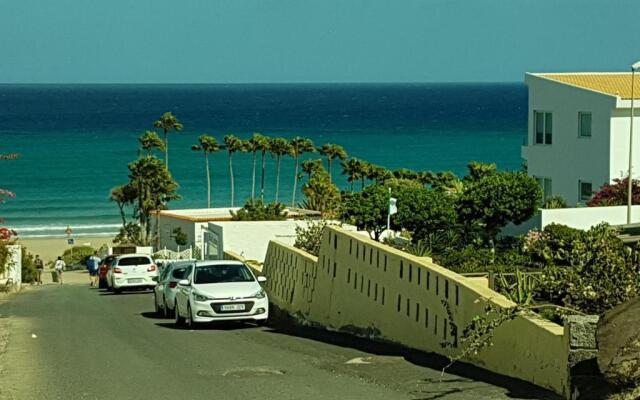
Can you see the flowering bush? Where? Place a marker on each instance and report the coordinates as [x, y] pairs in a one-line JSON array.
[[615, 194]]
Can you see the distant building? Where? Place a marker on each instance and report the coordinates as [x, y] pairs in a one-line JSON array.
[[578, 131]]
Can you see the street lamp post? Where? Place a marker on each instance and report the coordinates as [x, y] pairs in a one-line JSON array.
[[634, 67]]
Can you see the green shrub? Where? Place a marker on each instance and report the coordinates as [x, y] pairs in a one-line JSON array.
[[553, 245], [28, 267], [257, 211], [309, 237], [600, 273], [465, 260]]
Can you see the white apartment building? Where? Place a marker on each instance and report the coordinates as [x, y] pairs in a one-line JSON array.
[[578, 131]]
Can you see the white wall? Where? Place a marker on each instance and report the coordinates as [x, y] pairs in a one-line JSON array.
[[586, 217], [569, 158], [13, 269], [250, 239], [619, 155], [194, 231]]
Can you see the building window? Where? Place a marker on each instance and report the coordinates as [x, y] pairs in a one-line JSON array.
[[545, 186], [584, 124], [586, 190], [543, 127]]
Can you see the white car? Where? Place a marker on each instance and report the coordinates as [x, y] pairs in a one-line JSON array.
[[220, 291], [164, 294], [132, 271]]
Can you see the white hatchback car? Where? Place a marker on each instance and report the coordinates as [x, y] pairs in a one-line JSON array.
[[132, 271], [220, 291], [164, 294]]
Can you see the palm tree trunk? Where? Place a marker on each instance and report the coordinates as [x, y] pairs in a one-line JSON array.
[[206, 165], [262, 178], [277, 176], [253, 179], [232, 183], [166, 149], [295, 184]]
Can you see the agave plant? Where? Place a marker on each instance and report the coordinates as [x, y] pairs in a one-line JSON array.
[[522, 290]]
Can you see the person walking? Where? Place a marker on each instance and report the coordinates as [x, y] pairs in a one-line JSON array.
[[39, 268], [93, 263], [59, 267]]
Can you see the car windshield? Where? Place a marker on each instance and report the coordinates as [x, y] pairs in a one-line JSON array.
[[223, 273]]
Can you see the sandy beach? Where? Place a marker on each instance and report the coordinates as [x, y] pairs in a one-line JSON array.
[[50, 248]]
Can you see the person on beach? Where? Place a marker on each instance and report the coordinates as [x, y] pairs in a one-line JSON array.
[[39, 268], [59, 267], [93, 263]]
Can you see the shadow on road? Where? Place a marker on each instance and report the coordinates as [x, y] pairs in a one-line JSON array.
[[516, 388], [213, 326]]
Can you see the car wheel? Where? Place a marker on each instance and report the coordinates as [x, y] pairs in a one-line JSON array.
[[155, 305], [178, 319]]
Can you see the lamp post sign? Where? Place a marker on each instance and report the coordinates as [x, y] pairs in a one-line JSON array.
[[70, 240]]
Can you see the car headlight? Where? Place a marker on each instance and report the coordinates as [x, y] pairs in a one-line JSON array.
[[201, 297]]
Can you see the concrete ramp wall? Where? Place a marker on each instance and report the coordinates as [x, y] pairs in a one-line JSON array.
[[364, 287]]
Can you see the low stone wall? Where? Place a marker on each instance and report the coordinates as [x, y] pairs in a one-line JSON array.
[[364, 287]]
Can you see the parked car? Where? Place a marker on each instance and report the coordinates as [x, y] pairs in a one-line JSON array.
[[132, 271], [164, 294], [102, 271], [220, 291]]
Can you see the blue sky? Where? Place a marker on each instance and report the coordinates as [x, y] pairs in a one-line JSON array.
[[228, 41]]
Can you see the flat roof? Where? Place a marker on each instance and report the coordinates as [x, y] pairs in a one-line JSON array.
[[201, 214], [610, 83], [224, 214]]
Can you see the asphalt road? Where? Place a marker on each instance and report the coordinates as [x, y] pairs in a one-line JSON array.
[[76, 342]]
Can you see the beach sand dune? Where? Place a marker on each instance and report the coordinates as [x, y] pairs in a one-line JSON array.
[[50, 248]]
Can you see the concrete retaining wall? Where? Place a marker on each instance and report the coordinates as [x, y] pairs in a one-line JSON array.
[[362, 286]]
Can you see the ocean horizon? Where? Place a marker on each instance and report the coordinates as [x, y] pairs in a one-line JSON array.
[[75, 140]]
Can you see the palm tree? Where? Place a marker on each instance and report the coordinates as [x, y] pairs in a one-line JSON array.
[[332, 151], [299, 146], [232, 144], [167, 122], [311, 166], [207, 144], [353, 168], [254, 145], [149, 141], [122, 196], [279, 147]]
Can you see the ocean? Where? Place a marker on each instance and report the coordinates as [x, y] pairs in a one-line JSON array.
[[75, 141]]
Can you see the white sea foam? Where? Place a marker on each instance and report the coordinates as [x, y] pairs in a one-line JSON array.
[[41, 228]]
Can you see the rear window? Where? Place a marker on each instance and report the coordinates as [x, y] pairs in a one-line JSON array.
[[180, 273], [133, 261], [223, 274]]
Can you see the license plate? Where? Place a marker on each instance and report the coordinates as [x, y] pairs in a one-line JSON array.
[[232, 307]]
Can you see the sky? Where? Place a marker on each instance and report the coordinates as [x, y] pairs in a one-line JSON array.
[[278, 41]]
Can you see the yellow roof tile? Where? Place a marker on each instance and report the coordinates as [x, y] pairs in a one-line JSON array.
[[614, 84]]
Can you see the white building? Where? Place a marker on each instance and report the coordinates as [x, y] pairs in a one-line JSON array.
[[578, 131]]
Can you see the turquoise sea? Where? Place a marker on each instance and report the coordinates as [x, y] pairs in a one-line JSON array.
[[75, 140]]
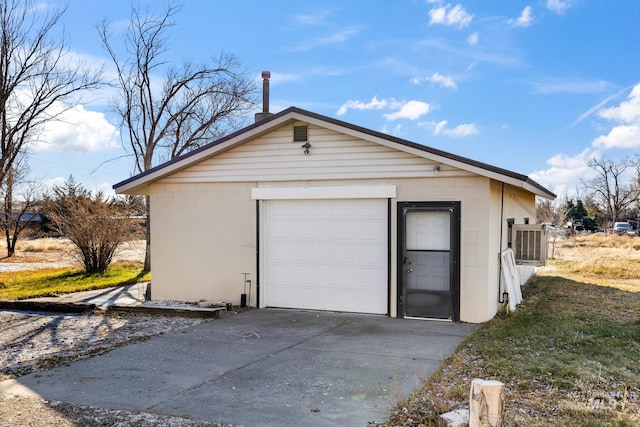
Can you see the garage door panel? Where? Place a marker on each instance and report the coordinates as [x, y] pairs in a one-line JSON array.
[[330, 255]]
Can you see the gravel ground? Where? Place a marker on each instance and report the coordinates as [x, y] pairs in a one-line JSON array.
[[31, 341]]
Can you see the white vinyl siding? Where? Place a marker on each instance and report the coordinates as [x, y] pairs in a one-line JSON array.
[[326, 255], [275, 157]]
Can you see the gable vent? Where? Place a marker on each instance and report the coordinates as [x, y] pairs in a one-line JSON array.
[[300, 133]]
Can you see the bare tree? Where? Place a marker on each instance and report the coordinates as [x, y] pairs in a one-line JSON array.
[[36, 74], [94, 225], [167, 111], [20, 204], [613, 189]]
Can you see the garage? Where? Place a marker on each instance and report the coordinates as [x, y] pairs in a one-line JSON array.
[[326, 254]]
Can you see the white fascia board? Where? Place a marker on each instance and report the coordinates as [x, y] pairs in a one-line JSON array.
[[426, 155], [194, 158], [337, 192]]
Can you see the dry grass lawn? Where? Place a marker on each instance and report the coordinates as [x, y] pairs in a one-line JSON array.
[[570, 354]]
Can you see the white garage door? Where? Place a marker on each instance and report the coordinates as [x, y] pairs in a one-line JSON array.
[[326, 255]]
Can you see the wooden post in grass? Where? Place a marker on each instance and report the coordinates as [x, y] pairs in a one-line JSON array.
[[486, 403]]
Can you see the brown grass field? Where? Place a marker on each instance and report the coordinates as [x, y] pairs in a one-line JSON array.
[[568, 356]]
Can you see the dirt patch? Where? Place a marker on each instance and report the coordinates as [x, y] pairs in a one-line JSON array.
[[32, 341]]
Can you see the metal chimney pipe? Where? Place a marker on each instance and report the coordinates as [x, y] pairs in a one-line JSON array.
[[266, 75]]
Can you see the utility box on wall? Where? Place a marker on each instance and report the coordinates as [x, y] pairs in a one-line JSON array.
[[529, 244]]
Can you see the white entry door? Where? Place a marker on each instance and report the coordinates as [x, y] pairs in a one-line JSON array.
[[325, 255]]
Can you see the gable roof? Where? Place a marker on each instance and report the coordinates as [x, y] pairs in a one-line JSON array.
[[139, 183]]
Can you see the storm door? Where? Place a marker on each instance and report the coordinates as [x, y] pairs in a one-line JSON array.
[[429, 242]]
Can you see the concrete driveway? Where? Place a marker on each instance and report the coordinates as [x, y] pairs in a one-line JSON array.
[[261, 368]]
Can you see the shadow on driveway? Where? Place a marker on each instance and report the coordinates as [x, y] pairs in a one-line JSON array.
[[261, 368]]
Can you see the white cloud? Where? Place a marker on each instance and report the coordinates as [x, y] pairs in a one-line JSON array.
[[440, 128], [411, 110], [565, 173], [77, 130], [374, 104], [437, 78], [559, 6], [473, 39], [524, 20], [626, 132], [332, 39], [628, 111], [572, 85], [444, 81], [447, 15]]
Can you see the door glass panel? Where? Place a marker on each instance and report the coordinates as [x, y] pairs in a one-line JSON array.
[[428, 231]]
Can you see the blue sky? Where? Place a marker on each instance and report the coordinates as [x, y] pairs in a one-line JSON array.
[[535, 87]]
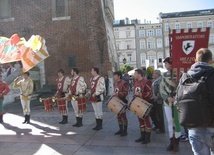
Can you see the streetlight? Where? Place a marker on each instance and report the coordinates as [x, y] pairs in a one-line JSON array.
[[124, 60]]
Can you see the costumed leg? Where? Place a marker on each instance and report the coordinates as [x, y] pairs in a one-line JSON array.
[[120, 123], [148, 129], [94, 105], [142, 130], [1, 111], [100, 115], [125, 124]]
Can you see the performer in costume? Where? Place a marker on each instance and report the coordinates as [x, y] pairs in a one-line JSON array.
[[76, 91], [143, 89], [26, 89], [167, 90], [4, 90], [96, 96], [62, 88], [121, 91]]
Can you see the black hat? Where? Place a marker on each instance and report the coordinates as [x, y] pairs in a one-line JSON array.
[[168, 59]]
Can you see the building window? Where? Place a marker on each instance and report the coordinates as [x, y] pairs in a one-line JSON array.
[[150, 44], [72, 61], [60, 9], [142, 33], [5, 11], [167, 41], [128, 45], [151, 59], [210, 24], [160, 59], [166, 27], [189, 25], [177, 26], [116, 34], [118, 46], [158, 32], [159, 44], [128, 34], [143, 59], [129, 57], [142, 44], [199, 25], [150, 33], [211, 40]]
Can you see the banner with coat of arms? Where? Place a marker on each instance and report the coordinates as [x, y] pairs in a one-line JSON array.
[[184, 45]]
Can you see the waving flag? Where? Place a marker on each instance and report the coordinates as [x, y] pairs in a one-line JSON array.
[[9, 51], [30, 52]]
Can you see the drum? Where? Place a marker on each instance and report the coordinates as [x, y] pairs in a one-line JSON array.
[[81, 101], [48, 104], [61, 103], [116, 105], [140, 107]]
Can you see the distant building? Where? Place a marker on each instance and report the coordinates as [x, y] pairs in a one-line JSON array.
[[125, 37], [77, 33], [149, 38], [187, 20], [139, 43]]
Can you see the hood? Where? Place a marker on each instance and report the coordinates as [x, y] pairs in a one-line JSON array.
[[198, 69]]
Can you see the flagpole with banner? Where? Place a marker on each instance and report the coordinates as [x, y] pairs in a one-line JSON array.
[[183, 45]]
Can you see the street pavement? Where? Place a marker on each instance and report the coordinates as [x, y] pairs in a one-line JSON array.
[[45, 136]]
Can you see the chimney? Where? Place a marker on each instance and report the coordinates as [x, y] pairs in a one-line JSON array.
[[127, 20]]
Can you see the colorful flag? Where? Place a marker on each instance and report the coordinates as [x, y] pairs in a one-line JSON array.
[[30, 52], [184, 45]]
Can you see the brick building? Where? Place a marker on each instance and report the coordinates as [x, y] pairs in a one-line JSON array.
[[78, 33]]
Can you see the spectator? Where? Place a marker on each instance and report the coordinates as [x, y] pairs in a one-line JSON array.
[[10, 69], [107, 84], [202, 138]]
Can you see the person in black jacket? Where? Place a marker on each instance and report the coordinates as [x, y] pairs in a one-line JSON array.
[[202, 139]]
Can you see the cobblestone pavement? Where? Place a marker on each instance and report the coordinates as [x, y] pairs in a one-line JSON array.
[[45, 136]]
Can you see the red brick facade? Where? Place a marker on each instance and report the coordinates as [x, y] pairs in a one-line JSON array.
[[83, 37]]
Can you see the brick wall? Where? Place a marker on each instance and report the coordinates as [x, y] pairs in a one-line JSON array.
[[83, 36]]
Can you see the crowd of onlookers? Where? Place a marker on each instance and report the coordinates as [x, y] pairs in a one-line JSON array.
[[7, 69]]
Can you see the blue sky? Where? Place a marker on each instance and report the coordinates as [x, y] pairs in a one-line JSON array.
[[150, 9]]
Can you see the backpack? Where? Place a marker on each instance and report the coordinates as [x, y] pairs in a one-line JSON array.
[[194, 102]]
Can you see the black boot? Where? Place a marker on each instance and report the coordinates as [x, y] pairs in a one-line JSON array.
[[176, 145], [142, 137], [28, 119], [79, 122], [95, 128], [100, 126], [76, 122], [1, 119], [65, 119], [25, 121], [124, 133], [147, 138], [170, 147], [120, 130]]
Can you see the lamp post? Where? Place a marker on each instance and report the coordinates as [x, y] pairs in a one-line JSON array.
[[124, 60]]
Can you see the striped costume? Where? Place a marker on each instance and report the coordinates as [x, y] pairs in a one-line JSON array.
[[166, 90]]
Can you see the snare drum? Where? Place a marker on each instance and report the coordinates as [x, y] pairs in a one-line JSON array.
[[116, 105], [48, 104], [62, 107], [140, 107]]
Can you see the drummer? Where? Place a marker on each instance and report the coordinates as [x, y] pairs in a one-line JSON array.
[[121, 91], [143, 89], [76, 91], [63, 83]]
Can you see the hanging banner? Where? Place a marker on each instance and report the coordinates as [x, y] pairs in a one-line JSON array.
[[184, 45]]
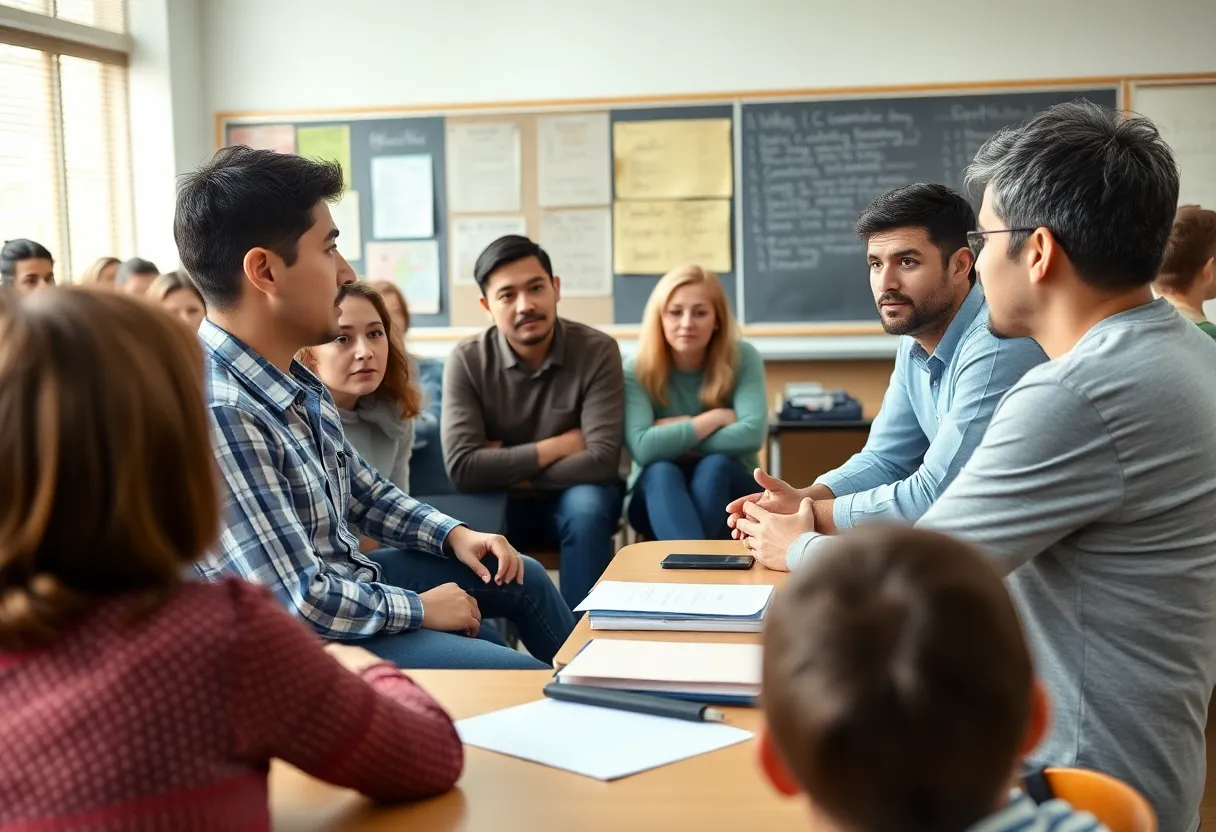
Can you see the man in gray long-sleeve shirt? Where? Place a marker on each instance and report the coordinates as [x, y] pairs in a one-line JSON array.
[[535, 405], [1095, 485]]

^^^^^^^^

### Given request
Reproduce verbatim the stretch of the data from the line containing "Can you see the utility" through the line containing "[[168, 59]]", including both of those lines. Omit the pictures from your answer.

### Final answer
Can you see the utility box on wall? Where? Place a marker on each instance and report the coordinates as [x, y] pairs in a one-line JSON array.
[[529, 244]]
Can you see the white entry door? Where? Place a marker on each instance and report the coordinates as [x, y] pairs in a one-line JSON array.
[[325, 255]]
Can you see the gable roof? Where? Place a marker on each instance and report the coordinates as [x, y] pairs in a one-line JSON array.
[[139, 183]]
Can you see the storm door? Where? Place a marker on each instance and report the coordinates as [x, y] pairs in a one-line JSON array.
[[429, 242]]
Can you see the concrete driveway? Where? Place a marker on each instance and report the coordinates as [x, y] pairs in a one-line JSON array.
[[261, 368]]
Can you see the shadow on driveway? Where? Place a marker on each instance and report the coordinates as [x, y] pairs in a one-line JSON array.
[[261, 368]]
Can you see the white cloud? Where? Place a marker on each instance and report the coordinates as [x, y] pairs in a one-line JSON array.
[[440, 128], [411, 110], [565, 173], [77, 130], [374, 104], [437, 78], [559, 6], [473, 39], [524, 20], [626, 132], [332, 39], [628, 111], [572, 85], [444, 81], [447, 15]]
Can you see the door glass panel? Where? Place a marker on each instance and report the coordinates as [x, y] pairs in a one-line JSON array.
[[428, 231]]
Can you see the blue sky? Where? Place a marker on each instance and report the coordinates as [x, y] pairs in a one-line JSON array.
[[535, 87]]
Can you see the streetlight? Where? Place a marker on each instance and report the coordinates as [x, y] pairs in a one-line JSON array.
[[124, 60]]
Can you see the costumed leg? Where? Place a marker on each instance and report the coordinates as [x, y] pairs in a one-line JSON array.
[[120, 123], [148, 129], [94, 105], [142, 130], [1, 111], [100, 115], [125, 124]]
Can you see the performer in costume? Where? Place a marker on each instance and report the coordinates as [x, y] pairs in a one-line JSON array.
[[76, 91], [143, 89], [26, 89], [167, 90], [4, 90], [96, 96], [62, 88], [121, 91]]
Can you see the black hat? Where? Place a marker on each instance and report the coordinates as [x, y] pairs in a one-line JSON array.
[[168, 59]]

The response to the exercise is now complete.